**Provided passage**:
Tuesday, April 17, 2012

La Cueva del Oso

Sunset in La Cueva del Oso
Sunset in La Cueva del Oso

I never thought I would have this problem, too many tufas to choose from. I don't know what route I want to bolt next because the wall is loaded with beautiful tufas and stalactites. My dream has finally come true. I've been waiting to find a wall near Monterrey that is loaded with tufas and stalactites. La Cuava del Oso has surpassed anything I had hoped to find. With the main cave wall overhangs 70 feet and is about 120 long, it is more then I ever dreamed of bolting. This is because I don't think there are too many locations like this in the world, at least not reached in a 30 minute hike from a road.

Joel lowering off La Gripa 12c mid-route
Joel lowering off La Gripa 12c mid-route

It all happened with perfect timing. Norma my girlfriend of three and half years and I had just returned from a trip to China and Thailand. The night we returned the newest climbing flick was playing in Monterrey. Rodrigo whom I had climbed with before in El Salto told me about this new cave that they were going to explore that weekend. They had one photo on the internet and it looked amazing. I was psyched, but the Chinese cold I had was taking a hold of me and I had a really bad fever and could barely move the night before the cave exploration. In the morning feeling slightly better Norma and I managed to meet everyone to caravan to the cave.

Norma crushing a 5.10 in La Cueva del Oso
Norma crushing a 5.10 in La Cueva del Oso

With not much of a trail and a lingering fever the hike was brutal. The last section to the cave was a full bushwhack with 40 pounds of gear and a fever. We arrived. The main cave area. I was like a kid in a candy store. It's really OK to bolt where ever I want? I picked the biggest looking stalactites and started up the Bosch. The route La Gripa is the finished product. That day I bolted the first half and put an anchor in because it was such a steep fun 11d we thought many people will be happy to be able to climb to there. The rest of the route is around 12c. The trail to the climbs has improved tremendously this month and now is a quick 30 minute hike.

Joel on Chamaco Pendejo 11d.  Photo taken by Jonathon Gibbler
Joel on Chamaco Pendejo 11d. Photo taken by Jonathon Gibbler
Credit: Jonathon Gibbler

The month of April seems to be disappearing into La Cuava del Oso. We get back from bolting and climbing take a little rest and it's back to Montemorelos where the cave is. Chalo the local store owner surely thinks we are crazy. Every night we come down from the cave to charge our batteries and drink Tecate. The locals think we are crazy for being in the cave without guns for protection from the animals, let alone if they saw the crazy bat hanging style climbing we are doing out the cave.

**Collected material**:

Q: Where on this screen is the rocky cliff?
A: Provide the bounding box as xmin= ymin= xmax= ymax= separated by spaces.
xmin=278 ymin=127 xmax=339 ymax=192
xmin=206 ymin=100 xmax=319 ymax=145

**Exercise brief**: Update the cave-climbing post starting at "The month of" and stopping after "out the cave.", changing "Tecate" to "beer".

**Task result**:
The month of April seems to be disappearing into La Cuava del Oso. We get back from bolting and climbing take a little rest and it's back to Montemorelos where the cave is. Chalo the local store owner surely thinks we are crazy. Every night we come down from the cave to charge our batteries and drink beer. The locals think we are crazy for being in the cave without guns for protection from the animals, let alone if they saw the crazy bat hanging style climbing we are doing out the cave.